» TEXTO PARA LEER
※

Lamentablemente, sin embargo, y a pesar de este notable logro, España no ha dado una imagen única y coherente a lo largo del caso Pinochet, sino que ha mostrado en demasiados momentos -y sigue mostrando- dos caras contrapuestas. Mientras ciertos órganos del Estado llevaban adelante, con determinación y eficacia, los sucesivos pasos del procesamiento, captura y extradición del general, otros órganos del mismo Estado contradecían, entorpecían y trataban de truncar dicho procedimiento judicial. Se trata, obviamente, de pronunciamientos tendentes a debilitar la posición española en cuanto al cumplimiento final de la extradición. Entre tales manifestaciones cabe incluir la última citada, con la cual el fiscal general se manifestaba una vez más contra el cumplimiento de todas las decisiones judiciales españolas y británicas hasta hoy acumuladas, invocando esta vez lo único que le quedaba ya por invocar: el "sentido común", como supuesto argumento para evitar el juicio a Pinochet.
Nadie negará, pues, que -por el lado español- una parte del Estado se ha mostrado, y se sigue mostrando, adversa a la presencia de Pinochet en nuestro país. A muchos les sigue resultando demasiado fuerte imaginar al viejo ex dictador en Madrid, sentado ante una solemne fila de togas negras: las de unos magistrados españoles -también podían haber sido franceses, belgas o suizos, e incluso británicos en caso de no haber otorgado la extradición- que tendrían, en todo caso, sobre la mesa la correspondiente legislación nacional e internacional. Empezando por el fundamental e insoslayable "Convenio contra la Tortura y otros Tratos Crueles, Inhumanos y Degradantes" que el propio Pinochet ratificó con su firma en 1988 y cuyos preceptos y prohibiciones siguió pisoteando hasta el final de su dictadura, según revelan inequívocamente los 35 casos presentados por el juez español y aceptados por el juez británico en su sentencia, al otorgar la extradición.
Afortunadamente, y a pesar de la evidente división interna que el caso Pinochet ha suscitado también entre nosotros, las actuaciones que han prevalecido oficialmente han sido las de un Estado de derecho -España- que, pese a los obstáculos internos y externos, y a las dificultades intrínsecas de un proceso sin precedente alguno, ha sido capaz de llevarlo adelante con un éxito espectacular, que nadie hubiera imaginado quince meses atrás. Proceso respaldado por el apoyo entusiasta de los grandes sectores sociales castigados históricamente -en América Latina y otras regiones- por una impunidad que parecía ser aplastante, irremediable y definitiva. De pronto, cuando nadie lo creía posible, España abrió para ellos una esperanza de justicia; de esa justicia que siempre les fue negada en su propia tierra. Esa es la esperanza que no podemos defraudar, y ése es el camino que, por la parte que nos toca, debemos seguir hasta el final.
Otorguemos a Pinochet las consideraciones humanitarias propias de los países civilizados, aunque él se las negó a otros generales chilenos y a otras personas de avanzada edad. Pero no incurramos en la injusticia de añadir, a tales consideraciones, la de eximirle de ese juicio justo que él negó a sus víctimas. Ese juicio justo y riguroso que él, prepotentemente, creyó que jamás tendría que afrontar.

※

» TAREA DE TRABAJO 1
Extrae del texto sobre el caso Pinochet, sin ningún cambio, el fragmento que comienza con las palabras "Otorguemos a Pinochet" y termina con "tendría que afrontar.".
» TAREA DE TRABAJO 2
Responde a estas preguntas con los datos del texto sobre el caso Pinochet.
(a) ¿En qué año ratificó Pinochet con su firma el "Convenio contra la Tortura y otros Tratos Crueles, Inhumanos y Degradantes"?
(b) ¿Cuántos casos presentó el juez español que fueron aceptados por el juez británico en su sentencia?
(c) ¿Qué invocó el fiscal general como supuesto argumento para evitar el juicio a Pinochet?
» TAREA DE TRABAJO 3
Indica si cada una de estas afirmaciones concuerda con el texto sobre el caso Pinochet y cita literalmente las palabras que lo deciden.
(a) España ha dado una imagen única y coherente a lo largo del caso Pinochet.
(b) El éxito del proceso era algo que nadie hubiera imaginado quince meses atrás.
(c) Se propone negar a Pinochet las consideraciones humanitarias.

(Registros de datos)
※

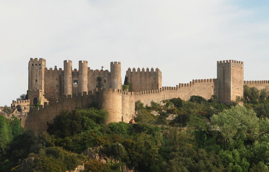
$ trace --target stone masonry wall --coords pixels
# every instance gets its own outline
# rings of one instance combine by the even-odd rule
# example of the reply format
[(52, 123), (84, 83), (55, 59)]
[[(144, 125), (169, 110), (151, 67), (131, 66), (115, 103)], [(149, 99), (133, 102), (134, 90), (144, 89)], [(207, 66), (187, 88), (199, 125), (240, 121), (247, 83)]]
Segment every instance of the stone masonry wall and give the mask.
[(176, 87), (163, 87), (157, 90), (135, 92), (135, 101), (140, 100), (144, 105), (150, 106), (151, 101), (159, 102), (163, 100), (180, 97), (188, 100), (192, 95), (200, 96), (208, 99), (213, 95), (218, 95), (217, 80), (196, 80), (190, 83), (180, 84)]
[(45, 68), (45, 96), (49, 101), (58, 100), (63, 95), (63, 71), (60, 68)]
[(144, 68), (141, 71), (139, 68), (136, 71), (134, 68), (131, 71), (131, 69), (129, 68), (126, 71), (126, 80), (127, 80), (125, 81), (124, 83), (125, 84), (128, 83), (130, 84), (130, 91), (156, 89), (162, 87), (161, 78), (162, 73), (158, 68), (154, 71), (152, 68), (150, 71), (147, 68), (145, 71)]
[(109, 113), (106, 123), (121, 121), (121, 90), (115, 92), (112, 88), (104, 89), (100, 92), (99, 107)]
[(87, 109), (89, 104), (96, 99), (94, 94), (83, 96), (79, 94), (72, 98), (71, 95), (68, 95), (67, 98), (64, 96), (59, 98), (58, 102), (51, 102), (49, 105), (45, 102), (44, 106), (40, 106), (39, 110), (35, 107), (30, 109), (26, 117), (22, 119), (22, 126), (24, 130), (30, 129), (39, 132), (46, 131), (48, 127), (47, 122), (52, 122), (61, 110), (71, 110), (76, 107)]
[(94, 70), (88, 68), (88, 89), (89, 90), (96, 89), (98, 84), (98, 77), (101, 78), (101, 84), (102, 88), (108, 88), (110, 84), (110, 73), (108, 70), (98, 69)]
[(230, 101), (234, 101), (236, 97), (243, 97), (244, 94), (244, 63), (234, 60), (231, 62)]

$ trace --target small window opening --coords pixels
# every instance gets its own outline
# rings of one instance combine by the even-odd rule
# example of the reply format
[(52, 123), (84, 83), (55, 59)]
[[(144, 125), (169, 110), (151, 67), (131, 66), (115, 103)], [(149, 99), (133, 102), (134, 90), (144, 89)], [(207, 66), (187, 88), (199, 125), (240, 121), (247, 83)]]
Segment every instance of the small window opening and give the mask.
[(78, 84), (78, 81), (77, 80), (73, 80), (73, 84), (76, 85)]

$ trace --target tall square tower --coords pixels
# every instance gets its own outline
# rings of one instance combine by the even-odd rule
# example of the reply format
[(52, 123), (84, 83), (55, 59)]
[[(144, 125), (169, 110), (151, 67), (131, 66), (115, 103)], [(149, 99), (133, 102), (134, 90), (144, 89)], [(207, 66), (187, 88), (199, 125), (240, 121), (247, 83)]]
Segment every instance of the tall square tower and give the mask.
[(244, 62), (230, 60), (217, 62), (220, 101), (229, 105), (237, 96), (243, 97)]

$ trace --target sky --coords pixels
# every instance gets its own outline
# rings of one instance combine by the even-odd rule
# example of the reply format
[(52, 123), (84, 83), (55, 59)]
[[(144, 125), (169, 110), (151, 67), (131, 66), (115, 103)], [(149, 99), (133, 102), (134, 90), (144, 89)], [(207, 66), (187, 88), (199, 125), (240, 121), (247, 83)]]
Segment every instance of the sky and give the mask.
[(0, 1), (0, 106), (28, 87), (30, 58), (48, 69), (88, 61), (110, 70), (157, 67), (163, 86), (217, 77), (217, 61), (244, 62), (245, 80), (269, 80), (269, 1)]

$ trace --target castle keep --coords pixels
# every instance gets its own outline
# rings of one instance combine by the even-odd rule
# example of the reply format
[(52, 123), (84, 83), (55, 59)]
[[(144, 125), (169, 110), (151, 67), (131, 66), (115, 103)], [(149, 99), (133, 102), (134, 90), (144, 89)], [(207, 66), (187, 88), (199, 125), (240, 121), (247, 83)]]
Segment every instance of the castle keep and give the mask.
[[(29, 100), (13, 101), (11, 104), (24, 107), (19, 118), (24, 130), (45, 130), (47, 123), (61, 110), (86, 109), (93, 103), (108, 112), (107, 123), (129, 123), (134, 118), (135, 103), (138, 101), (150, 106), (152, 101), (179, 97), (187, 101), (194, 95), (208, 99), (214, 95), (220, 102), (229, 104), (243, 96), (244, 84), (269, 89), (268, 81), (244, 81), (244, 63), (235, 60), (217, 62), (217, 78), (193, 80), (172, 87), (162, 87), (162, 73), (158, 68), (155, 71), (153, 68), (146, 71), (144, 68), (132, 71), (129, 68), (124, 82), (129, 85), (128, 90), (122, 89), (120, 62), (111, 62), (110, 71), (102, 68), (91, 69), (86, 61), (79, 62), (78, 70), (73, 70), (72, 64), (65, 60), (63, 70), (56, 66), (48, 69), (44, 59), (30, 59)], [(33, 105), (36, 105), (29, 106)]]

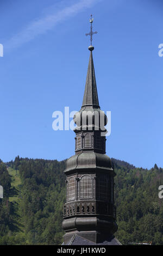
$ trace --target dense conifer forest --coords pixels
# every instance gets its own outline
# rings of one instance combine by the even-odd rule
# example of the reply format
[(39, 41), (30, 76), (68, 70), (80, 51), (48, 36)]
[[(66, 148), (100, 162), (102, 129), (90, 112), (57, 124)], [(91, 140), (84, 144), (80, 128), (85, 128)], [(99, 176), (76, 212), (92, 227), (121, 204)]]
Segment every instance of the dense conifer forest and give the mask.
[[(163, 169), (150, 170), (112, 159), (117, 175), (115, 204), (118, 230), (124, 245), (152, 241), (163, 245)], [(16, 157), (0, 160), (0, 245), (59, 245), (65, 202), (65, 161)]]

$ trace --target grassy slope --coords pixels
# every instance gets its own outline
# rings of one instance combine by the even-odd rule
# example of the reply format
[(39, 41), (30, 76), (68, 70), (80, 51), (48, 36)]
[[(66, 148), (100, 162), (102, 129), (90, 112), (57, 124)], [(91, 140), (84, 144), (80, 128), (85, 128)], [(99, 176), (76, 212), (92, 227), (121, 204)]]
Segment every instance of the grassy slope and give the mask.
[(21, 180), (18, 174), (16, 175), (16, 170), (9, 168), (8, 172), (11, 176), (11, 192), (10, 196), (9, 198), (9, 202), (14, 203), (16, 206), (15, 207), (15, 218), (14, 220), (14, 224), (16, 227), (16, 231), (14, 232), (15, 234), (22, 234), (24, 233), (24, 223), (23, 220), (22, 213), (20, 210), (20, 204), (21, 203), (21, 193), (20, 193), (20, 187), (18, 185), (21, 185)]

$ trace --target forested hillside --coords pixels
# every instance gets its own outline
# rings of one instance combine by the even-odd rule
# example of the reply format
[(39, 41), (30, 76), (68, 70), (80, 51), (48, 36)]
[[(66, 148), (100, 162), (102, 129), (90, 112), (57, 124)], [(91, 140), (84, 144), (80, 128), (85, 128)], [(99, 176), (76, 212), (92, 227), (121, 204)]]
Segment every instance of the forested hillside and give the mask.
[[(115, 204), (123, 244), (152, 241), (163, 245), (163, 169), (135, 168), (112, 159), (117, 175)], [(7, 166), (8, 169), (7, 169)], [(65, 201), (65, 161), (22, 159), (0, 161), (0, 245), (59, 245), (62, 242)]]

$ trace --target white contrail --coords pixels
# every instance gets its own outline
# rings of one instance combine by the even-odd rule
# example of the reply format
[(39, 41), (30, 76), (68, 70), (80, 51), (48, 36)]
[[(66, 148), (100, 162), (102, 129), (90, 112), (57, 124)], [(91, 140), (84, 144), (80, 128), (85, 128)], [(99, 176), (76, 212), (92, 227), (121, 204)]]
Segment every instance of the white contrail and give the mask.
[(30, 23), (20, 33), (12, 37), (4, 46), (6, 50), (10, 50), (17, 47), (22, 44), (33, 39), (35, 36), (44, 34), (48, 30), (52, 29), (60, 21), (77, 14), (85, 8), (92, 7), (101, 0), (80, 0), (77, 3), (65, 7), (43, 18), (40, 19)]

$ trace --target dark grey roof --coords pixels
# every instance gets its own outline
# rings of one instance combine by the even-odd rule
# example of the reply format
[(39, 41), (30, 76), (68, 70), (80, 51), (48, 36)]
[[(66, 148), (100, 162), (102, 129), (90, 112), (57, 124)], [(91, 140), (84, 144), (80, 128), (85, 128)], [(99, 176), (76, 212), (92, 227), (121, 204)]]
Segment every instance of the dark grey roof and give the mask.
[(85, 106), (99, 107), (92, 51), (90, 52), (82, 107)]
[(110, 236), (102, 242), (96, 243), (76, 234), (66, 245), (63, 243), (62, 245), (122, 245), (122, 244), (114, 236)]

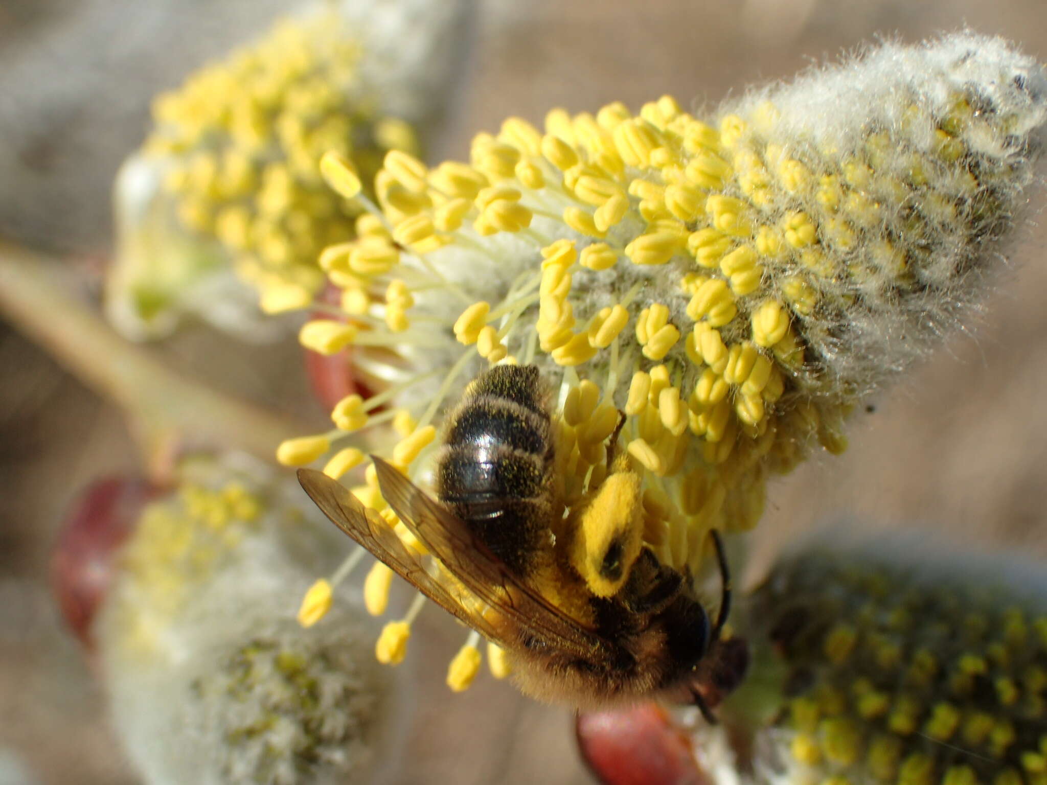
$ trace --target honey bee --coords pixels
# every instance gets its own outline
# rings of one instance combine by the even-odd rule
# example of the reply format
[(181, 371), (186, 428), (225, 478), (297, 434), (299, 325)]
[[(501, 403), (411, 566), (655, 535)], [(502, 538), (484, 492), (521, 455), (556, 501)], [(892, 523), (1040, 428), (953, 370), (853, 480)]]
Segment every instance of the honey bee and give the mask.
[(481, 374), (448, 423), (439, 500), (373, 456), (382, 496), (431, 564), (340, 483), (309, 469), (298, 479), (342, 532), (505, 649), (522, 692), (586, 709), (683, 700), (714, 721), (703, 658), (730, 611), (722, 543), (713, 532), (722, 599), (711, 625), (690, 575), (643, 546), (640, 478), (627, 455), (614, 455), (624, 414), (609, 440), (606, 477), (570, 514), (536, 366)]

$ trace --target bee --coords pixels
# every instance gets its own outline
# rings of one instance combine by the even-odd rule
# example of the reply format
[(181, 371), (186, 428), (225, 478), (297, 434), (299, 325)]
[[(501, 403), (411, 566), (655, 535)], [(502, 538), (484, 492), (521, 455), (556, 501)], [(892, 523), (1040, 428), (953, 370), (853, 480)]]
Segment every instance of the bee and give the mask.
[(298, 479), (342, 532), (505, 649), (526, 694), (585, 709), (683, 700), (715, 721), (701, 663), (731, 605), (718, 534), (722, 588), (712, 625), (691, 576), (643, 546), (640, 478), (627, 455), (614, 455), (621, 412), (606, 477), (565, 514), (548, 399), (534, 365), (476, 377), (448, 418), (437, 499), (372, 456), (382, 496), (432, 563), (340, 483), (309, 469)]

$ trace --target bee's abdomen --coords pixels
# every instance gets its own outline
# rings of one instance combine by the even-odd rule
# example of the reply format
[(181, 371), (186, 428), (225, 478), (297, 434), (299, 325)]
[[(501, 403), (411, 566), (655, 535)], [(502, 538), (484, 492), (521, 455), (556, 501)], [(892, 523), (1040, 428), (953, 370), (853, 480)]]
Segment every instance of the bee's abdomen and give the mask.
[(450, 418), (437, 495), (510, 566), (526, 570), (548, 526), (549, 413), (534, 366), (497, 366), (469, 385)]

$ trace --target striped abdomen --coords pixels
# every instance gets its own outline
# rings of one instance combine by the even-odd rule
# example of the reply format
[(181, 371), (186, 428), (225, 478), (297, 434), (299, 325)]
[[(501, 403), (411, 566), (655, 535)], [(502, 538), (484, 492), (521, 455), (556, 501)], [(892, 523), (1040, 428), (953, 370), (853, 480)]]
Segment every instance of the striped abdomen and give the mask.
[(548, 531), (553, 440), (534, 365), (497, 365), (469, 385), (449, 418), (437, 469), (439, 499), (510, 566)]

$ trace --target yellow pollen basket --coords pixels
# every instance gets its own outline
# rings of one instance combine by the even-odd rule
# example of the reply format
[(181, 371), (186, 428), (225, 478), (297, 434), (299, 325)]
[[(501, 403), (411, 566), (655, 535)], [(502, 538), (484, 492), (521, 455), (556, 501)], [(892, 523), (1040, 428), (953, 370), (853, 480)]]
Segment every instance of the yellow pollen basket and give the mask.
[(640, 477), (619, 459), (578, 512), (571, 535), (571, 565), (597, 597), (612, 597), (625, 585), (640, 556), (642, 513)]

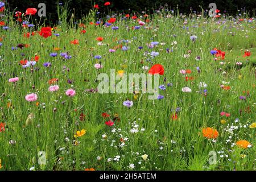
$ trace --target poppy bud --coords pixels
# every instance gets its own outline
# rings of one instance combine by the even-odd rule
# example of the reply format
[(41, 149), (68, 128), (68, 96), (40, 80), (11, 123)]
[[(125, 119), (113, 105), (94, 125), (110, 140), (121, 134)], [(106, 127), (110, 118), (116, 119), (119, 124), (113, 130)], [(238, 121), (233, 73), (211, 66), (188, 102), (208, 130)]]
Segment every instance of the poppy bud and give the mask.
[(28, 126), (32, 123), (34, 119), (35, 118), (35, 115), (33, 113), (30, 113), (27, 117), (27, 120), (26, 121), (26, 125)]

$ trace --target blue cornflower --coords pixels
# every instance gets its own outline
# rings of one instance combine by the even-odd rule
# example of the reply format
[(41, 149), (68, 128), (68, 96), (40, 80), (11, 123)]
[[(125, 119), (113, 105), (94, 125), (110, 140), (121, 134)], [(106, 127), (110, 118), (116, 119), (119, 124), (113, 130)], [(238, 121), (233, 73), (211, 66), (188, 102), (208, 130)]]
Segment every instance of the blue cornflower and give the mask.
[(9, 29), (9, 27), (8, 27), (8, 26), (3, 27), (3, 29), (7, 30)]
[(164, 97), (163, 96), (162, 96), (162, 95), (158, 95), (158, 100), (160, 100), (163, 99), (164, 98)]
[(166, 86), (164, 86), (164, 85), (162, 85), (159, 86), (159, 89), (160, 89), (162, 90), (166, 90)]
[(113, 27), (112, 27), (112, 30), (118, 30), (119, 27), (118, 26), (115, 26), (115, 27), (113, 26)]
[(210, 52), (212, 55), (214, 55), (217, 53), (217, 51), (216, 50), (210, 50)]
[(127, 107), (131, 107), (133, 105), (133, 102), (131, 101), (127, 100), (123, 102), (123, 105)]
[(49, 67), (52, 65), (52, 64), (49, 62), (46, 62), (46, 63), (44, 63), (43, 65), (45, 67)]
[(123, 46), (122, 47), (122, 51), (127, 51), (127, 50), (128, 50), (128, 47), (127, 47), (126, 46)]
[(155, 56), (158, 56), (159, 55), (159, 53), (158, 52), (152, 51), (152, 52), (151, 53), (151, 56), (152, 56), (152, 57), (155, 57)]
[(94, 59), (101, 59), (101, 55), (96, 55), (94, 56)]
[(58, 55), (58, 53), (57, 52), (52, 52), (49, 55), (51, 57), (56, 57)]

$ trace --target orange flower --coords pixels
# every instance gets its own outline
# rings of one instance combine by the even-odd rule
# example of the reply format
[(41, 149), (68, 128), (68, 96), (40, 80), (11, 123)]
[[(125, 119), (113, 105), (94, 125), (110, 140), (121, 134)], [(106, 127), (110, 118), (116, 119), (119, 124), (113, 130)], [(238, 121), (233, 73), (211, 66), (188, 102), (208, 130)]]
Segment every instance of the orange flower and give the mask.
[(211, 127), (203, 129), (203, 135), (207, 138), (216, 138), (218, 137), (218, 132), (216, 129)]
[(95, 171), (94, 168), (86, 168), (84, 171)]
[(250, 143), (247, 140), (239, 140), (237, 142), (237, 146), (242, 148), (247, 148), (249, 145), (250, 145)]

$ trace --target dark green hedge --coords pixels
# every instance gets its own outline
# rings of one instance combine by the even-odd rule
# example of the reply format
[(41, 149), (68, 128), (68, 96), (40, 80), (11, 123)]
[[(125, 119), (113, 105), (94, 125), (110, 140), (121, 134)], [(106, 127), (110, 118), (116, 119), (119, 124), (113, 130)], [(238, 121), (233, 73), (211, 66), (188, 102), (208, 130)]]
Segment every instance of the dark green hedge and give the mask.
[[(1, 1), (1, 0), (0, 0)], [(2, 0), (2, 1), (4, 1)], [(11, 10), (14, 10), (24, 12), (27, 7), (37, 7), (38, 3), (43, 2), (46, 5), (46, 11), (48, 19), (51, 16), (52, 20), (56, 20), (56, 2), (54, 0), (6, 0), (7, 6), (10, 7)], [(65, 1), (62, 1), (64, 2)], [(176, 9), (176, 5), (179, 5), (180, 13), (190, 13), (191, 7), (193, 11), (201, 11), (199, 5), (201, 5), (205, 10), (209, 9), (208, 5), (211, 2), (214, 2), (217, 5), (217, 8), (222, 13), (224, 10), (227, 11), (229, 14), (235, 14), (239, 13), (238, 10), (240, 11), (250, 11), (252, 14), (254, 9), (256, 9), (256, 0), (72, 0), (69, 3), (70, 9), (75, 9), (76, 17), (79, 18), (83, 14), (86, 14), (90, 9), (92, 9), (93, 5), (96, 3), (100, 5), (101, 11), (106, 11), (106, 7), (104, 3), (109, 1), (111, 5), (109, 8), (113, 11), (123, 11), (126, 13), (130, 12), (145, 11), (147, 10), (148, 13), (152, 13), (152, 9), (158, 9), (161, 6), (168, 5), (169, 8), (171, 9)], [(241, 12), (241, 11), (240, 11)]]

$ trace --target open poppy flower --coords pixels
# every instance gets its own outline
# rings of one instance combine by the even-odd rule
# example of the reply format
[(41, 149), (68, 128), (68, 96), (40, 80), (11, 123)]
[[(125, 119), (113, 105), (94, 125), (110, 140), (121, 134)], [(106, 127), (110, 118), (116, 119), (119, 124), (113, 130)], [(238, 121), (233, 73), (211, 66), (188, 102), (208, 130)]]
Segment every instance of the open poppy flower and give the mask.
[(26, 10), (26, 14), (25, 15), (35, 15), (35, 14), (38, 12), (38, 10), (32, 7), (32, 8), (28, 8), (27, 10)]
[(159, 64), (154, 65), (148, 71), (148, 73), (152, 75), (159, 74), (160, 75), (163, 75), (164, 73), (164, 69), (163, 67)]

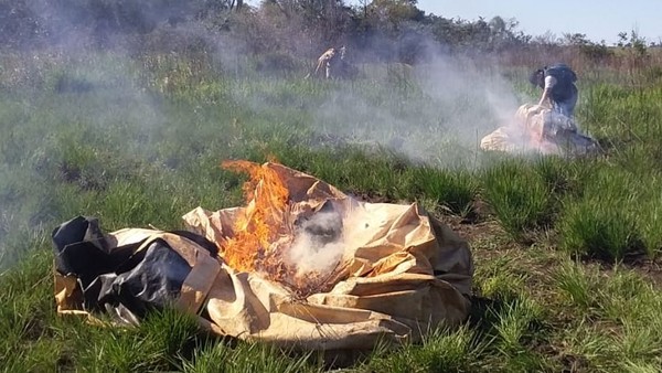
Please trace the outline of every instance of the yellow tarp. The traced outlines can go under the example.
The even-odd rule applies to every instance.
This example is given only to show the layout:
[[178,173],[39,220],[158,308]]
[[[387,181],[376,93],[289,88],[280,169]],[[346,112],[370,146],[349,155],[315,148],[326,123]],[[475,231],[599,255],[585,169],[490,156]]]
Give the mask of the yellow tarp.
[[[284,166],[261,167],[276,171],[287,186],[292,219],[324,203],[342,217],[341,265],[330,264],[342,270],[329,277],[323,291],[301,297],[264,274],[236,271],[195,243],[159,231],[121,230],[110,233],[110,241],[147,237],[146,246],[166,239],[192,267],[178,305],[215,332],[239,339],[316,350],[370,349],[378,340],[419,340],[430,328],[467,318],[473,274],[469,246],[417,204],[360,202]],[[245,209],[197,207],[183,219],[191,231],[220,244],[233,237]],[[56,277],[58,311],[76,309],[75,281]]]

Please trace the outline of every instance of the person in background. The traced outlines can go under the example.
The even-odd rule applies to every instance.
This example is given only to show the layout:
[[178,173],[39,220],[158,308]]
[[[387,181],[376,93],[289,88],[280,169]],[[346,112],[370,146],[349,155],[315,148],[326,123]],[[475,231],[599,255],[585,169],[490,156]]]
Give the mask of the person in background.
[[552,110],[568,118],[575,115],[577,104],[577,75],[566,64],[555,64],[538,68],[528,79],[533,85],[543,88],[543,96],[538,105],[551,103]]

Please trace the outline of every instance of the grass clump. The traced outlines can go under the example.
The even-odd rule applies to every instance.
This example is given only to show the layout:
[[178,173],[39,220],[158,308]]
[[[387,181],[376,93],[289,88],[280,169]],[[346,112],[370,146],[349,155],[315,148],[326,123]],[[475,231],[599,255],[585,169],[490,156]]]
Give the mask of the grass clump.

※

» RESPUESTA 1
Otorguemos a Pinochet las consideraciones humanitarias propias de los países civilizados, aunque él se las negó a otros generales chilenos y a otras personas de avanzada edad. Pero no incurramos en la injusticia de añadir, a tales consideraciones, la de eximirle de ese juicio justo que él negó a sus víctimas. Ese juicio justo y riguroso que él, prepotentemente, creyó que jamás tendría que afrontar.

» RESPUESTA 2
(a) En 1988.
(b) 35 casos.
(c) El "sentido común".

» RESPUESTA 3
(a) No: "España no ha dado una imagen única y coherente a lo largo del caso Pinochet".
(b) Sí: "un éxito espectacular, que nadie hubiera imaginado quince meses atrás".
(c) No: "Otorguemos a Pinochet las consideraciones humanitarias propias de los países civilizados".